● YOUR TASK
Locate each line in the material below that contains the string "tower" and copy those lines out in full. Case counts.

● INPUT DATA
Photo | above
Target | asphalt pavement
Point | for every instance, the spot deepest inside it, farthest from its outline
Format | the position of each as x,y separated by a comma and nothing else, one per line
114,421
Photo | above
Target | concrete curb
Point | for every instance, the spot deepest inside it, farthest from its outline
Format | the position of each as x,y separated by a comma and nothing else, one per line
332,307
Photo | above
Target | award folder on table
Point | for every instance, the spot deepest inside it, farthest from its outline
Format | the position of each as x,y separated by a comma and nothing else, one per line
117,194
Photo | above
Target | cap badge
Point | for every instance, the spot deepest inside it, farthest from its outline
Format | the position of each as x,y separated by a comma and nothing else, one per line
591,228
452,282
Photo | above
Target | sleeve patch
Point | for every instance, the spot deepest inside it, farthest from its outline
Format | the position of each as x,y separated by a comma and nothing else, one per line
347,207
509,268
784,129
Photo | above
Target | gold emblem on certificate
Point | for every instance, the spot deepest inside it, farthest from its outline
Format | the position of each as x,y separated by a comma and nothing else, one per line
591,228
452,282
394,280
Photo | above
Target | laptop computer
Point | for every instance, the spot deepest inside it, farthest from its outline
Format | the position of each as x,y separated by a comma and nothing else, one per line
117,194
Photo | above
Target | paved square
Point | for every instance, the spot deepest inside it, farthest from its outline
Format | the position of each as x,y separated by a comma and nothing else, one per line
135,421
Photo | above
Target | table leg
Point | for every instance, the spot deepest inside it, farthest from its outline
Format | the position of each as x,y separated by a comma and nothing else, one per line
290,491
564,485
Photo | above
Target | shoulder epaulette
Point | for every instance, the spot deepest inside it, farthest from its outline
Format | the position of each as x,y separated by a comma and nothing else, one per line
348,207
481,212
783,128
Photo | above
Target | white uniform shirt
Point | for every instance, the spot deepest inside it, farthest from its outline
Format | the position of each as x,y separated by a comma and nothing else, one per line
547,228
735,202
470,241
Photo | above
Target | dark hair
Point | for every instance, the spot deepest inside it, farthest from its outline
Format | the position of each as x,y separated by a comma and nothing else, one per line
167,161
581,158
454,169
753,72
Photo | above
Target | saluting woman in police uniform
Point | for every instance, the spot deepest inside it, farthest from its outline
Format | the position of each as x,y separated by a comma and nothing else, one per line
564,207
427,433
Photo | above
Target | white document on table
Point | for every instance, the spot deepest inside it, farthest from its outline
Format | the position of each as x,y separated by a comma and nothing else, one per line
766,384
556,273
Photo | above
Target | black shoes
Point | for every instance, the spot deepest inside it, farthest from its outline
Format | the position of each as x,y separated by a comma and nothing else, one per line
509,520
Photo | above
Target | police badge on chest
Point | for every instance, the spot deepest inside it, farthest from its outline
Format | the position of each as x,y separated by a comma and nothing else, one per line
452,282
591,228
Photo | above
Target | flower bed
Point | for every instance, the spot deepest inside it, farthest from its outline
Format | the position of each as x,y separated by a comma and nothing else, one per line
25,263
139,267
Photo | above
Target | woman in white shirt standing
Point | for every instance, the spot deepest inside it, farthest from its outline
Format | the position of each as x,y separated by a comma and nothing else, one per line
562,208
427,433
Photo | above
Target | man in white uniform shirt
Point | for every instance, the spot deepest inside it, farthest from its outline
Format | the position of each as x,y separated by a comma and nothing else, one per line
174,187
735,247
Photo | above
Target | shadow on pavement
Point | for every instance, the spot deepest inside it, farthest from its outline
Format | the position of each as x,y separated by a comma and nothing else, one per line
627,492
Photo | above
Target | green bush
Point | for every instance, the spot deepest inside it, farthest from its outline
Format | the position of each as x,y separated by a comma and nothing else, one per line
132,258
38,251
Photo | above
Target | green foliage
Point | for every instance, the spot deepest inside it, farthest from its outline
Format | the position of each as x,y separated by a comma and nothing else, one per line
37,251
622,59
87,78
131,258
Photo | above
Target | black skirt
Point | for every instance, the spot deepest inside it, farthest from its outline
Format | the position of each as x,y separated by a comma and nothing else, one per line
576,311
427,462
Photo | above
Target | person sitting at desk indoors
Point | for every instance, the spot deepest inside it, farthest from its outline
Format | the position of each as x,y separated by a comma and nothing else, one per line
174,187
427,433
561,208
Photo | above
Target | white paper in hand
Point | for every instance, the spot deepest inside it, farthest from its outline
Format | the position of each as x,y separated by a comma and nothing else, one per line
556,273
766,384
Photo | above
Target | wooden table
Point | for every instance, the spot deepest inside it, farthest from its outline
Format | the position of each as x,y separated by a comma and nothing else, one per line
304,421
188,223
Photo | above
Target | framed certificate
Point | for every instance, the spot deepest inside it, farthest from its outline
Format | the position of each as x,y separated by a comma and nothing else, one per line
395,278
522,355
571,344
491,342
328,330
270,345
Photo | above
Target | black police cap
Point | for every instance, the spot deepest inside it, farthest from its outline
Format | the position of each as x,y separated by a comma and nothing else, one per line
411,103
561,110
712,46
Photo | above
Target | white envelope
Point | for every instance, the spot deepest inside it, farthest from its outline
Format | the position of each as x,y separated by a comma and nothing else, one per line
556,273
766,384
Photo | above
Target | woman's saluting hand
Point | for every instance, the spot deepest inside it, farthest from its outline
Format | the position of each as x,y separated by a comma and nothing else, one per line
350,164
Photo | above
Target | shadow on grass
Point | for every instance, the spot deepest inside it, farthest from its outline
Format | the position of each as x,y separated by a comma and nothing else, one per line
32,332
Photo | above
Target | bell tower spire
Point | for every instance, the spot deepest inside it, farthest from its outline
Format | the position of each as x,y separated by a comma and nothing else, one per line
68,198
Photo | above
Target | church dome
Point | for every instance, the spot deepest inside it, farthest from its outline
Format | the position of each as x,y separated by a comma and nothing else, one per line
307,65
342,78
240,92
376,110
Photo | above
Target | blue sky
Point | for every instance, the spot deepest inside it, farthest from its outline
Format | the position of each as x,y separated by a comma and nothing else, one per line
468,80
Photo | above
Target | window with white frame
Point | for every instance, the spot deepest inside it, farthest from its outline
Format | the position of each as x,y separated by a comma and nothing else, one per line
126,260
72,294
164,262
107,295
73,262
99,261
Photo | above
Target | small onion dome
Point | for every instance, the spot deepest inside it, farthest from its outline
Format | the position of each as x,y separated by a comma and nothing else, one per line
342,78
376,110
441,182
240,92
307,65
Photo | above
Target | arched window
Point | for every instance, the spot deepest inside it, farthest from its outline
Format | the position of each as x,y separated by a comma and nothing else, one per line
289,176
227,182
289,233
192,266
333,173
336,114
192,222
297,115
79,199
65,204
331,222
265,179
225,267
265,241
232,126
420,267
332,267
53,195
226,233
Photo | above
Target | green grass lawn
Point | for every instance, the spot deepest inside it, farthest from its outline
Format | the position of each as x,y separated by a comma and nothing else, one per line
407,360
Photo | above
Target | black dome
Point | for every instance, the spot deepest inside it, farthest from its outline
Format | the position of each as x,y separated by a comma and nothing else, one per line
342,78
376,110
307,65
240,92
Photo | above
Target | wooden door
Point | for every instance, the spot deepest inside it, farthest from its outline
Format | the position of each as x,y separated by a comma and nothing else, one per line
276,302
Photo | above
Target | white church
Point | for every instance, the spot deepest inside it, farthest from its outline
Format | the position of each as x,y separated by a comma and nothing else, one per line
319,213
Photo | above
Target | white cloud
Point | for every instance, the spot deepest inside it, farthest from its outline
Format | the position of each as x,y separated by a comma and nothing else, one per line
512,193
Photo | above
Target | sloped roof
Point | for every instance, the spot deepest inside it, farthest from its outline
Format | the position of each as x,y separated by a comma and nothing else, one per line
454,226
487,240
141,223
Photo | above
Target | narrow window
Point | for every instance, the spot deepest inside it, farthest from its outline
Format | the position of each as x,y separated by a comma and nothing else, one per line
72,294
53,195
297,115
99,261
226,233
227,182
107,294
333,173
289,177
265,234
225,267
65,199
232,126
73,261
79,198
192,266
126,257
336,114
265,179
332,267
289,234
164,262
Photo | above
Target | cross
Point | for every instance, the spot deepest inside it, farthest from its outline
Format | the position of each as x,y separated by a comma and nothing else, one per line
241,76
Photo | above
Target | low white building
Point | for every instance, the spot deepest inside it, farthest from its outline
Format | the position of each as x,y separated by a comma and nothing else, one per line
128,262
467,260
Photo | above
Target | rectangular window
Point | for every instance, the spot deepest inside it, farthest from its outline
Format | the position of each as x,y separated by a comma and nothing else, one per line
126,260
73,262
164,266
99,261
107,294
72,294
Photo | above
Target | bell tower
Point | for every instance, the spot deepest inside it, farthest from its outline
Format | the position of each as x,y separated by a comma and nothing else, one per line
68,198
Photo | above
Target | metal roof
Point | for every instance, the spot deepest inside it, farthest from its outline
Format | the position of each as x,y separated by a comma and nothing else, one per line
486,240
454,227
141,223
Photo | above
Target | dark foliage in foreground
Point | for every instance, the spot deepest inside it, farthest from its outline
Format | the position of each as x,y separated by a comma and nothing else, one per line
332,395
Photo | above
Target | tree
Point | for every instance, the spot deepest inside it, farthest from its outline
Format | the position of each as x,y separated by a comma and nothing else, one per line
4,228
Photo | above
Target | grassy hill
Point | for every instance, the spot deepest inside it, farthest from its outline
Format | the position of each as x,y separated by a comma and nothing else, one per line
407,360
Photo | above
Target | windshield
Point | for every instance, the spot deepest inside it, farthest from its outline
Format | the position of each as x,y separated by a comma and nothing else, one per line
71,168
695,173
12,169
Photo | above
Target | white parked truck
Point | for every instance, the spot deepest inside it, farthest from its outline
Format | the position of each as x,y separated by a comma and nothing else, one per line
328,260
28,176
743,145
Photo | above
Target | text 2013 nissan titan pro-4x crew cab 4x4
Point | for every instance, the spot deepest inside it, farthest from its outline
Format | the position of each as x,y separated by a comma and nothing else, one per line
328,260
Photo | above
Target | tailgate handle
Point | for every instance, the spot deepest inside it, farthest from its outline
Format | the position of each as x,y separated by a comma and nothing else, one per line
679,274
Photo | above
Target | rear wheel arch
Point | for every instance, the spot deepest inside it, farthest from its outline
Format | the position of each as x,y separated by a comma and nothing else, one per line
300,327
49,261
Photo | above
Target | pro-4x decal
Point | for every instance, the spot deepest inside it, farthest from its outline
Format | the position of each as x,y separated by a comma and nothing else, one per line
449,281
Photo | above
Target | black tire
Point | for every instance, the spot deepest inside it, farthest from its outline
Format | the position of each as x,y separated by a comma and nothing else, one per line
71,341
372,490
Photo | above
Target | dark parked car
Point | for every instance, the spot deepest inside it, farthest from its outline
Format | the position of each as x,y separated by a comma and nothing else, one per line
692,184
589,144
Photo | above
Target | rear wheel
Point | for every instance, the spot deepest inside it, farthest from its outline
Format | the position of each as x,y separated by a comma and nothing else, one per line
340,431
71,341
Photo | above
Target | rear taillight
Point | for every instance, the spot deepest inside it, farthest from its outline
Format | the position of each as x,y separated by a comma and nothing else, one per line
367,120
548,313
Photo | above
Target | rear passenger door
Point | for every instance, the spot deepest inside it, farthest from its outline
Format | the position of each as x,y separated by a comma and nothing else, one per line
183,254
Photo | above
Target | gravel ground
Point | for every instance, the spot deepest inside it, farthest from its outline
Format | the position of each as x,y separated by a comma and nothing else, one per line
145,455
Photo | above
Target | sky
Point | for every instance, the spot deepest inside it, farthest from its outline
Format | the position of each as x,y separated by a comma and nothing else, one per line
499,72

● SOLUTION TO THE EXERCISE
Target | bell tower spire
Target | bell tower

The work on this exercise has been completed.